--- START Dataset extract ---

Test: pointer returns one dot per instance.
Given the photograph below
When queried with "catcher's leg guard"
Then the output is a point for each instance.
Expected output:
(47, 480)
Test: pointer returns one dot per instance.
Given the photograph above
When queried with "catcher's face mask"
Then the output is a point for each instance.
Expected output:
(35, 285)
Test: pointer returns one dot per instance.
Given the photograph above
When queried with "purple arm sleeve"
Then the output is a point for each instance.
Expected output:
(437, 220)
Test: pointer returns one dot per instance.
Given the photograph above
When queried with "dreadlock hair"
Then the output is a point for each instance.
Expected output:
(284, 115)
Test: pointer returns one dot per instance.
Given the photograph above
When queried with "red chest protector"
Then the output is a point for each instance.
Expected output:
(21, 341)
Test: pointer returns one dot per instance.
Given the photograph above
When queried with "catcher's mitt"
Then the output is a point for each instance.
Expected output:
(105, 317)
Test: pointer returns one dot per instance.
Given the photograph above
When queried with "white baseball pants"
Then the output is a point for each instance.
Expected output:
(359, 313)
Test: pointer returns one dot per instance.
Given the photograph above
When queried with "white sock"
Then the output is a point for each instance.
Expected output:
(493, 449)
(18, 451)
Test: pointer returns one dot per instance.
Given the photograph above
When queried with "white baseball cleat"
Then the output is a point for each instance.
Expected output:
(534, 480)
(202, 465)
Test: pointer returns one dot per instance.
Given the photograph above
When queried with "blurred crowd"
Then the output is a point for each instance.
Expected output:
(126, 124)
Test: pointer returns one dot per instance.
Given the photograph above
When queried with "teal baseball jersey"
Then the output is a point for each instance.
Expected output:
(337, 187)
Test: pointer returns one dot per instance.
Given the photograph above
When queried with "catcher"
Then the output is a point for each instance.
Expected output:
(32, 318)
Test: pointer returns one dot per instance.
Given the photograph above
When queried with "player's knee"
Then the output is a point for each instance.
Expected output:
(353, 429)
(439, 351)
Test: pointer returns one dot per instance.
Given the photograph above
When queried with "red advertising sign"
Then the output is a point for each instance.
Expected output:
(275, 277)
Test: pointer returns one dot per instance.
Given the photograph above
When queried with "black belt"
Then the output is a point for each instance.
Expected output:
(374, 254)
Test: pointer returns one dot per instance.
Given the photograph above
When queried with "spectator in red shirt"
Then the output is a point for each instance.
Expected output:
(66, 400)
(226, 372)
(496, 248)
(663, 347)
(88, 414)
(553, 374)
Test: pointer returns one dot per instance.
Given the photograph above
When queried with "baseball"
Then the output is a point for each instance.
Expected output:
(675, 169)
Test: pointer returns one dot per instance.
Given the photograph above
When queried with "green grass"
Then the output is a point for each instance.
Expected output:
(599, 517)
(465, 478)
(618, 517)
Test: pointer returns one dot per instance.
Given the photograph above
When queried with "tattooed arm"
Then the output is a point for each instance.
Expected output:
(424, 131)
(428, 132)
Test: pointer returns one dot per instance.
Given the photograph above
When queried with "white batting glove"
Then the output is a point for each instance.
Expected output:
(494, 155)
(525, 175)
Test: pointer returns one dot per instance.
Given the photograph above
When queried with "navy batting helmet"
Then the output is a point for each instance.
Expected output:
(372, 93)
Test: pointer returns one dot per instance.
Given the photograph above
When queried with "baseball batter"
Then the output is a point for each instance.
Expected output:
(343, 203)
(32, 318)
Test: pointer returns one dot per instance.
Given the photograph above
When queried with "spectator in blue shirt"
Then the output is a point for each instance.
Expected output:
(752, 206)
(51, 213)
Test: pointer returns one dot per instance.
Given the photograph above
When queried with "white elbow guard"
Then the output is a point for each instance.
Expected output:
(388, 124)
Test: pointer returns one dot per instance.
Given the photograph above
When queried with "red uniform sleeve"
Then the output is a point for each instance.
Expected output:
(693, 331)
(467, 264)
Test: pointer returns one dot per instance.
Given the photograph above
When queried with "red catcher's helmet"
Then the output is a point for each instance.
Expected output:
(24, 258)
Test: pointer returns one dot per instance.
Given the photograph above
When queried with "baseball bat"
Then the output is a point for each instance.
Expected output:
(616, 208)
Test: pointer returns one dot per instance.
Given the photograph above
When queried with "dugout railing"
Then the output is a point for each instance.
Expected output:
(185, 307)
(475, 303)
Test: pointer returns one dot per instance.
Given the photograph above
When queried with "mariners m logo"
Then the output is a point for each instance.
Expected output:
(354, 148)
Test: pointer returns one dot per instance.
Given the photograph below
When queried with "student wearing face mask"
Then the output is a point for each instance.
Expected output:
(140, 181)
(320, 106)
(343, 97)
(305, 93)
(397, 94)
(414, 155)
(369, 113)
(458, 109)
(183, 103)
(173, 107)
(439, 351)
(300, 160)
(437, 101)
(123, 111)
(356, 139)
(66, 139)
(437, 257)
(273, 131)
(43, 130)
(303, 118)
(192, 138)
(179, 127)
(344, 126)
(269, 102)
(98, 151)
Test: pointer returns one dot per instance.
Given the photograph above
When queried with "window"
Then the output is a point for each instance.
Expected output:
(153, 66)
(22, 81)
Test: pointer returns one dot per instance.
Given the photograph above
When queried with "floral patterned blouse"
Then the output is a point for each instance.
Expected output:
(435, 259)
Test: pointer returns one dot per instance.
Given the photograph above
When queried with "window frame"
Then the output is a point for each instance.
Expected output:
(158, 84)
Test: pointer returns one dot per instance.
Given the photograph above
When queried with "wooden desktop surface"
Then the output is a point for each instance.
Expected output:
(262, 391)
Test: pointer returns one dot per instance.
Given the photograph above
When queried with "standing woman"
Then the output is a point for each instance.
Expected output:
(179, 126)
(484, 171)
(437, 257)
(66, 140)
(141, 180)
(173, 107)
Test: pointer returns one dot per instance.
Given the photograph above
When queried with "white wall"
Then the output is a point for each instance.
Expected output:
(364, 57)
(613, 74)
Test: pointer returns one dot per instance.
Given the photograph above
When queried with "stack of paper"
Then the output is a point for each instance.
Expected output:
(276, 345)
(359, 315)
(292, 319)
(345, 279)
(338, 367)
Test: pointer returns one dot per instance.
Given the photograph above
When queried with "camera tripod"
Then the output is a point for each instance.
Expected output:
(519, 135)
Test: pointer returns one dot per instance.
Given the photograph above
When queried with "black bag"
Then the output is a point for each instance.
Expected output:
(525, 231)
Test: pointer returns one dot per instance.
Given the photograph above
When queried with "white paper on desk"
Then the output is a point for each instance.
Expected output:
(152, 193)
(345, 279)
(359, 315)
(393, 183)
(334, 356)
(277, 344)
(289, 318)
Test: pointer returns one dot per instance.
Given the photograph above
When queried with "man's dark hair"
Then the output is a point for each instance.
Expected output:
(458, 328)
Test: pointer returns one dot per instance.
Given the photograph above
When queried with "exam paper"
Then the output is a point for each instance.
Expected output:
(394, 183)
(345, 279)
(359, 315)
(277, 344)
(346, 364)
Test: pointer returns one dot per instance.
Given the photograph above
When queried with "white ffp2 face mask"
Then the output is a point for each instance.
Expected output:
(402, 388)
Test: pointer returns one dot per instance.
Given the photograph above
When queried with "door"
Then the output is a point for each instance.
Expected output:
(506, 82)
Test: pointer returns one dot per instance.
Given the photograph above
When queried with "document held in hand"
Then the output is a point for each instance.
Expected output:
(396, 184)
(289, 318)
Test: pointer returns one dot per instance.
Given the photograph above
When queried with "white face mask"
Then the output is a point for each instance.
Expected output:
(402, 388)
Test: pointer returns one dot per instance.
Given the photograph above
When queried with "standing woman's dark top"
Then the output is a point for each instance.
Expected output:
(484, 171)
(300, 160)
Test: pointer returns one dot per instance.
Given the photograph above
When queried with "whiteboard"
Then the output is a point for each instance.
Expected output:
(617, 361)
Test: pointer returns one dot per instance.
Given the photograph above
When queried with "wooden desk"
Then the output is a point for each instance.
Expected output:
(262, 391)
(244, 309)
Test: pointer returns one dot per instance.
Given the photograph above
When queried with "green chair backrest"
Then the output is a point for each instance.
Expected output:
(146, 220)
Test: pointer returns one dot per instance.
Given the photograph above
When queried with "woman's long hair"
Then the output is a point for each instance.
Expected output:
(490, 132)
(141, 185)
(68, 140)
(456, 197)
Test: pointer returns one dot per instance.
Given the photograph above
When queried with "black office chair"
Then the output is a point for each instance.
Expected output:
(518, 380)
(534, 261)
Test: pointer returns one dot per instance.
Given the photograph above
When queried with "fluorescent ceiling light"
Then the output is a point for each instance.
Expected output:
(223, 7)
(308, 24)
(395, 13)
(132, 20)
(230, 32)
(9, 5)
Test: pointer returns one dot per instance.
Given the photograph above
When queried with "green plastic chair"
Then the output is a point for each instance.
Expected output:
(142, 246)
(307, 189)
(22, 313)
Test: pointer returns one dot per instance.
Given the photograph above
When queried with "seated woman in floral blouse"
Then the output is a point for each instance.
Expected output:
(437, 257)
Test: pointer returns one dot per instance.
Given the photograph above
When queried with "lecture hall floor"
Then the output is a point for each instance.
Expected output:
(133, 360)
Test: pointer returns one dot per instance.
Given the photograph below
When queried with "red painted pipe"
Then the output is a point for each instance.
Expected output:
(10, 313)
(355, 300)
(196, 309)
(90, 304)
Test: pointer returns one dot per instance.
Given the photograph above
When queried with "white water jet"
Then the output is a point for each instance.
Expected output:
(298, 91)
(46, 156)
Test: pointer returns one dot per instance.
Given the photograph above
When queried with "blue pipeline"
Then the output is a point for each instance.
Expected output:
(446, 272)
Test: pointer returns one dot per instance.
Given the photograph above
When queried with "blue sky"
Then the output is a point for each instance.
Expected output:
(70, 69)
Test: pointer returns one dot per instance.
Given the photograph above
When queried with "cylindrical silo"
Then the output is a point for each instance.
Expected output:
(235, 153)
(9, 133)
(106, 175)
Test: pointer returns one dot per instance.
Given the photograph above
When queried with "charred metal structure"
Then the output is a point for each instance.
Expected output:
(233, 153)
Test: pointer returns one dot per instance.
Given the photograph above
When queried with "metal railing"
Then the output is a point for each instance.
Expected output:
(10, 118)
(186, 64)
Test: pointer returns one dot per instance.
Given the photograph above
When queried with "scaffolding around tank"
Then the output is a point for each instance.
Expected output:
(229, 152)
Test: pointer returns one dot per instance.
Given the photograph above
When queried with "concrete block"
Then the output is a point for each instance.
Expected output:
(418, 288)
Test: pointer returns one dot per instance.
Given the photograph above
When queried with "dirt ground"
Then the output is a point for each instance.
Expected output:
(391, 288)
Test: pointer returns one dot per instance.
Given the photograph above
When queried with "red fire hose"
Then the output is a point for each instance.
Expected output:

--- END Dataset extract ---

Given request: Identify every line in the material above that contains the string "paper", and copy each of those lines in full.

Answer to this task:
When queried with "stack of paper"
When queried with "white paper on desk"
When queried with "exam paper"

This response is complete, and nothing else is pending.